■ **EXTRACT**
+===+
Read last week's Part 1 here
I believe any tournament is an excellent opportunity to learn. The higher the level of the event, the greater the opportunity to learn. Ideally, I would easily go undefeated in every tournament, and the main things I would be learning would be how to be a good winner, how to stay humble despite great success, and how to enjoy victory. This is rarely the case, however. U.S. Nationals was a good example of this for me. After a somewhat humbling 2–2 finish in the first Constructed portion, I entered the first draft intending to end Day 1 on a strong note.
This was my first Magic 2012 draft deck of the event:
Like many people, I’ve spent countless hours mastering Scars of Mirrodan Block Draft, but I wasn’t satisfied with the amount of practice I had in M12 draft. This is partly because I do much of my testing on Magic Online these days. Most of the RDW testing I did was on MTGO. M12 was only an option on MTGO in the last couple days before Nationals. I was able to determine that I wasn’t a fan of Green, but that I was a big fan of R/B Bloodthirst and U/W flying. I was also open to certain monocolored archetypes: White, Black, and Red. It’s hard to know when to go monocolored, but when I got a Consume Spirit with five cards left in Pack 1, I felt this was the right time, especially since I had been drafting primarily Black up to that point.
Round 5: DeQuan Watson – U/G
One of the biggest weaknesses of my deck is a lack of removal, and this was completely exposed in my first game. DeQuan played a turn-one Phantasmal Bear, a turn-two Phantasmal Bear, and a turn-three Skinshifter. This was a start that my deck just couldn’t handle. Game 2 was much longer, but the result was the same. At least there were a couple interesting decisions. The first was when I played Distress. His hand was Skinshifter, Frost Breath, Plummet, and Arachnus Web. If I had had more removal, I would have had better options; as it was, I took the Skinshifter, which bought me some time. In the end, the other three spells were all pretty powerful against me.
As the game progressed, I drew lots of land and used a Satchel, while hoping to draw my Sengir Vampires and my Consume Spirit. Things started to become desperate for me when he played a Sphinx of Uthuun. The five cards he revealed were Jade Mage, Divination, Greater Basilisk, and two lands. While I wasn’t excited about giving him any of the spells, I decided that the Jade Mage was definitely the biggest threat, and I put it in a pile by itself. My decision to make a 4–1 split was vindicated when he took the Mage. Sadly, my evaluation of what a threat it was to me was also correct in that he won shortly afterward.
Round 6: Phillip Coon – U/B
Phillip was attempting a decking strategy using cards like Jace's Erasure and Merfolk Mesmerist. Unfortunately, this strategy is generally really bad. It’s a little like Infect: Some of his cards are designed to kill me, and some are designed to deck me; thus, his deck isn’t focused enough. In Infect, if you get your opponent to 8 poison counters, but have your last Infect creature killed, your investment in poisoning him was wasted. Decking me doesn’t hurt me at all unless you completely deck me. While he wasted time milling me, he got overwhelmed by my flyers both games.
+===+
■ **DATASET CONTENT**
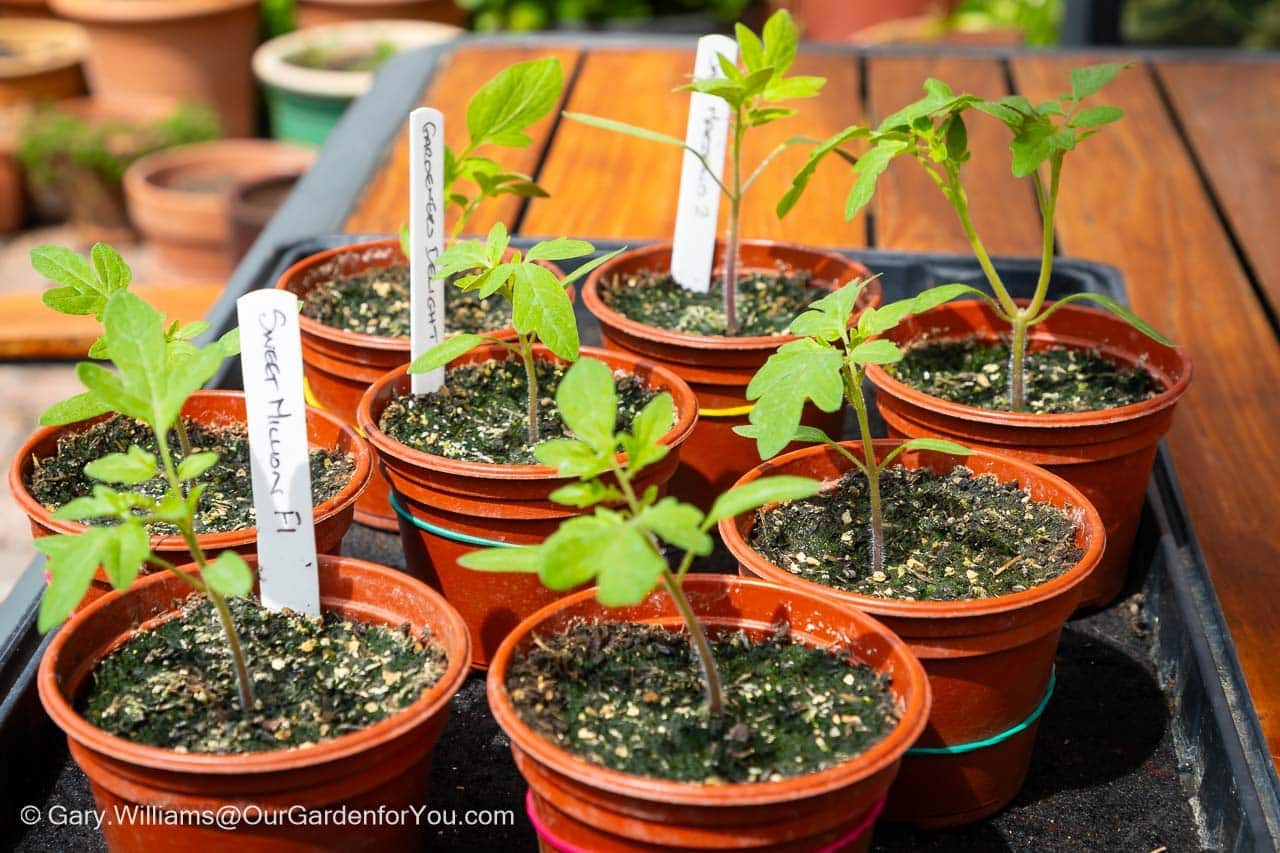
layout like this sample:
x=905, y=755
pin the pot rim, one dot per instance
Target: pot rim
+===+
■ **COMPLETE THE FOLLOWING**
1 - Write out the stretch of the Nationals report from "Round 5: DeQuan" through "powerful against me.".
2 - Pick up the Nationals report after its final sentence and keep writing it.
The data has no role in this.

■ **TASK RESPONSES**
1 -
Round 5: DeQuan Watson – U/G
One of the biggest weaknesses of my deck is a lack of removal, and this was completely exposed in my first game. DeQuan played a turn-one Phantasmal Bear, a turn-two Phantasmal Bear, and a turn-three Skinshifter. This was a start that my deck just couldn’t handle. Game 2 was much longer, but the result was the same. At least there were a couple interesting decisions. The first was when I played Distress. His hand was Skinshifter, Frost Breath, Plummet, and Arachnus Web. If I had had more removal, I would have had better options; as it was, I took the Skinshifter, which bought me some time. In the end, the other three spells were all pretty powerful against me.

2 -
Round 7: Conley Woods – U/G/R
My girlfriend Rada recently asked me if I knew what Conley Woods was like in person. Now I can at least give a little feedback. (He’s pretty cool.) The theme of the match seemed to be Distress getting my hopes up. I played Distress on turn two, while going first in Game 1. His only permanent was a Forest, and this was his hand: Cudgel Troll, Lurking Crocodile, Warstorm Surge, Mind Control, two Forests, and an Island. With the mana he had, only the Troll was a big threat, so I took it. Naturally, on his turn two, he drew and played a Coral Merfolk. So, his turn-three Crocodile became much more threatening. Since he didn’t have a Troll to play on turn four, he played a Giant Spider instead. Thus, it was no surprise when he played a second Island and the first of two Mind Controls on turn five. I tried to put up a fight, but the second Mind Control and the Stingerfling Spider killing one of my flyers was too much for me to overcome.
In Game 2, I drew my second Drifting Shade after he killed the first one with his Spider, and it went all the way. In Game 3, I played Distress when his only permanents were an Island and a Forest. This time, his hand was Cudgel Troll, Chasm Drake, Warstorm Surge, Djinn of Wishes, Brindle Boar, and a Mountain. I considered taking the Boar in hopes that he would completely mana-stall, but I figured that was too optimistic, so I took the Troll, especially since I didn’t consider the Boar that threatening.
Once again, he played a Spider on turn four, and when he played a second Island on turn five, I braced myself for his Djinn, but was horrified to see Jace, Memory Adept instead. As Conley immediately started to mill me for ten cards a turn, I was forced to desperately attack Jace, giving Conley time to play Surge and Djinn, thus giving him an insurmountable advantage. Getting rid of Jace was another Pyrrhic victory for me. In the end, it was just a question of whether he would kill me or deck me first. For the record, he decked me with Jace's Archivist.
Obviously, 3–4 wasn’t how I wanted to finish Day 1, but I never seriously considered dropping out. I mean, where better to polish my game than another seven rounds of U.S. Nationals competition?
I started Day 2 by drafting this deck:
For the most part, I was much happier with this deck than my Day 1 draft deck. Obviously, this deck was more vulnerable to color problems. Also, cards like Consume Spirit and Drifting Shade are weaker in this deck, but I was happier with my curve and with the amount of removal I had.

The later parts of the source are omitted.